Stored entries
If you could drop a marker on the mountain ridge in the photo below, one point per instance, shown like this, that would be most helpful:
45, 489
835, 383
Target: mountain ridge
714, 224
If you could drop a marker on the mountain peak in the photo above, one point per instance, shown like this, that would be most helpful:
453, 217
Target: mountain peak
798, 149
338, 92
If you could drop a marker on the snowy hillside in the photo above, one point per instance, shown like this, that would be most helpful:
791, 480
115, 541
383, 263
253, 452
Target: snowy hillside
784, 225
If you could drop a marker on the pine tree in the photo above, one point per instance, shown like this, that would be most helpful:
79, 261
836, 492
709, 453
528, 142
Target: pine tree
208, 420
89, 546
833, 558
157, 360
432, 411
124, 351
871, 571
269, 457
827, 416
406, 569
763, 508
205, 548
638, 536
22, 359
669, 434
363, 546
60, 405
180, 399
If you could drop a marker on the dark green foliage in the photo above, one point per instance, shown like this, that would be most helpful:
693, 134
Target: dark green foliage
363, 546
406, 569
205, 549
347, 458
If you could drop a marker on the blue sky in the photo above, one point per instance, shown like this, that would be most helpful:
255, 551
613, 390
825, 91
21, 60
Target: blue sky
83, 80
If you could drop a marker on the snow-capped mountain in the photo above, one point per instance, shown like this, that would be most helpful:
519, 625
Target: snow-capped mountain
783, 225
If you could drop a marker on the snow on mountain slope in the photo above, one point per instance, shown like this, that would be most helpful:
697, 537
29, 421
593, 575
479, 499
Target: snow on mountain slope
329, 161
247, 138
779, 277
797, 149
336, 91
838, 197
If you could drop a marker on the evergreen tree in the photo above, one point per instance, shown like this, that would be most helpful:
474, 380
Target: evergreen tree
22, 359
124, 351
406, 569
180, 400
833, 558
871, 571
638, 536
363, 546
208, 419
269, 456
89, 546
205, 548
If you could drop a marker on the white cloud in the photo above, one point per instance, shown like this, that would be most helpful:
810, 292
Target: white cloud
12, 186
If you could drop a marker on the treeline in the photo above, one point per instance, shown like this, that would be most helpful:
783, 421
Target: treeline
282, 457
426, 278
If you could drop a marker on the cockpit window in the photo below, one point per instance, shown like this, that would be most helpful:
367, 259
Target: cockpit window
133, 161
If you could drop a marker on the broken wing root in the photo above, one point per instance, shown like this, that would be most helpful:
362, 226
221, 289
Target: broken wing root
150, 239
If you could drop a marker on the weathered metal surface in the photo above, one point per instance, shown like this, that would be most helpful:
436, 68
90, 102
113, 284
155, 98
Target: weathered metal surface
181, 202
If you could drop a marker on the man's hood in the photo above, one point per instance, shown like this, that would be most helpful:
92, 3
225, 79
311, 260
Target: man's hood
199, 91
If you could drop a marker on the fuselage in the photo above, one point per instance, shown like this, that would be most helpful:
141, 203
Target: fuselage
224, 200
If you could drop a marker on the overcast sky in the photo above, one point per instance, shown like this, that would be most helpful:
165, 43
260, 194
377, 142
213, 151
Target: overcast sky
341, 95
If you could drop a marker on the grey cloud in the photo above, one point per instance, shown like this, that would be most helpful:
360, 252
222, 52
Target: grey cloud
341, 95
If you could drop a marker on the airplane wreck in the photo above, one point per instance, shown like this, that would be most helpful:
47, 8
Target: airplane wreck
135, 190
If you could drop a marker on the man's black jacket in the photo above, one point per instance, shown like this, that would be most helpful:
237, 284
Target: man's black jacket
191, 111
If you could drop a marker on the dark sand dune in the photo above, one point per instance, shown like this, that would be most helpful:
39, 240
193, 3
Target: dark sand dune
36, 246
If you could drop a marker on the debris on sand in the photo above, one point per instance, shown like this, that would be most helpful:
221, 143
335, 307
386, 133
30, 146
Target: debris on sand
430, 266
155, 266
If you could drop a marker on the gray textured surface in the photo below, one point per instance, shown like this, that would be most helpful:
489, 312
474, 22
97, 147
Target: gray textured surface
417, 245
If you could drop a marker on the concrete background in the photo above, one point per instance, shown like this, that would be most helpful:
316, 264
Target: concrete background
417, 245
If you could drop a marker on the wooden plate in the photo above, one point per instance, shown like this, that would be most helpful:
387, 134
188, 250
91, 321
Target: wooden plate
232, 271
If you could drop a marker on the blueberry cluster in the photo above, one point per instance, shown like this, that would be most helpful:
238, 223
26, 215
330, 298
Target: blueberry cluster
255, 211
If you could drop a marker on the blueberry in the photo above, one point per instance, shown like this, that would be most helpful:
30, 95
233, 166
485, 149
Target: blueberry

> Given exercise
Reproduce the complete set of lines precisely as supplied.

> Answer to the exercise
If you could drop a marker on the mountain ridge in the photo below, one point per instance, shown like this, that would be most helpful:
45, 489
835, 383
Target: mountain ridge
714, 224
If you could drop a marker on the mountain peak in the photo above, one point per instance, shown like this, that would be most helpful:
453, 217
Target: mountain peak
798, 149
338, 92
If you could drop a marker on the snowy hillside in the photo above, one point per instance, shown like this, that would be most helpful:
791, 480
115, 541
383, 263
253, 452
Target: snowy hillside
784, 225
If you could drop a marker on the pine tree in the photo above, one point per instance, shown like this, that would be most helpful:
79, 261
836, 492
709, 453
528, 142
Target: pine tree
208, 420
89, 546
833, 558
157, 360
432, 411
124, 351
871, 571
269, 457
827, 416
406, 569
763, 508
205, 548
638, 536
22, 359
669, 434
363, 546
60, 405
180, 399
If you could drop a marker on the dark green foliage in the photo above, one point per instance, shown like this, that would be most helpful:
693, 134
Target: dark green foliage
363, 546
406, 569
205, 549
347, 458
If you could drop a marker on the blue sky in the photo above, one point per instance, shown like this, that would be most helpful:
255, 551
613, 390
825, 91
21, 60
Target: blue sky
83, 80
If you could drop a marker on the snow-capped mountain in the photo above, one point per instance, shown like this, that would be most helpful:
519, 625
Target: snow-capped mountain
783, 225
If you could drop a marker on the snow on mountain slope in the photo above, one point per instance, shown like this, that would be most helpful:
697, 537
29, 421
593, 575
479, 499
Target: snow on mountain slope
329, 161
247, 138
779, 277
797, 149
336, 91
838, 197
If you could drop a marker on the evergreen tree in the photo above, one point per instance, shown like this, that would be most helpful:
474, 380
Target: evergreen tree
22, 359
124, 351
406, 569
180, 400
833, 558
871, 571
638, 536
363, 546
208, 419
269, 456
89, 546
205, 548
If you could drop a marker on the white cloud in the photo above, one point per instance, shown like this, that would be most helpful:
810, 292
Target: white cloud
12, 186
If you could drop a marker on the treeline in the photo above, one point per instance, shown like this, that would be most helpful:
783, 421
Target: treeline
282, 457
426, 278
If you could drop a marker on the cockpit window in the photo below, one point per instance, shown like this, that would be most helpful:
367, 259
Target: cockpit window
133, 161
If you could drop a marker on the broken wing root in the photo above, one point per instance, shown like this, that would be most helpful:
362, 226
221, 289
Target: broken wing root
150, 239
If you could drop a marker on the weathered metal surface in the photo above, one point per instance, shown like this, that would be most helpful:
436, 68
90, 102
113, 284
155, 98
Target: weathered metal surface
181, 202
If you could drop a marker on the man's hood in the photo above, one point per instance, shown like this, that would be most helpful:
92, 3
225, 79
311, 260
Target: man's hood
199, 91
If you could drop a marker on the fuselage in the photo above, one point per instance, shown like this, that would be most helpful:
141, 203
Target: fuselage
224, 200
If you could drop a marker on the overcast sky in the photo above, one point per instance, shown like this, that would be most helpful:
165, 43
260, 194
377, 142
213, 151
Target: overcast sky
341, 95
If you could drop a marker on the grey cloud in the photo above, one point per instance, shown like this, that would be most helpful:
360, 252
222, 52
Target: grey cloud
341, 95
If you could drop a marker on the airplane wreck in the photo above, one point per instance, shown like this, that would be most helpful:
47, 8
Target: airplane wreck
135, 190
If you could drop a marker on the man's black jacket in the photo above, one point per instance, shown like this, that would be most helpful:
237, 284
Target: man's black jacket
191, 111
If you could drop a marker on the dark sand dune in the photo above, one point per instance, shown like this, that would be most helpful:
39, 240
193, 3
Target: dark sand dune
36, 246
If you could drop a marker on the debris on sand in the photo above, one point per instance, shown like this, that would be most helpful:
221, 143
335, 307
386, 133
30, 146
Target: debris on sand
430, 266
155, 266
If you could drop a marker on the gray textured surface in the photo below, one point per instance, shown like this, that would be most helpful:
489, 312
474, 22
97, 147
Target: gray textured surface
417, 245
If you could drop a marker on the concrete background in the photo above, one point per instance, shown like this, that would be most helpful:
316, 264
Target: concrete background
417, 245
If you could drop a marker on the wooden plate in the photo above, one point per instance, shown like this, that would be most helpful:
387, 134
188, 250
91, 321
Target: wooden plate
232, 271
If you could drop a marker on the blueberry cluster in the photo above, one point per instance, shown like this, that would be most helpful:
238, 223
26, 215
330, 298
Target: blueberry cluster
255, 211
If you could drop a marker on the blueberry in the photo above, one point per instance, shown like this, that would be most helpful:
30, 95
233, 166
485, 149
Target: blueberry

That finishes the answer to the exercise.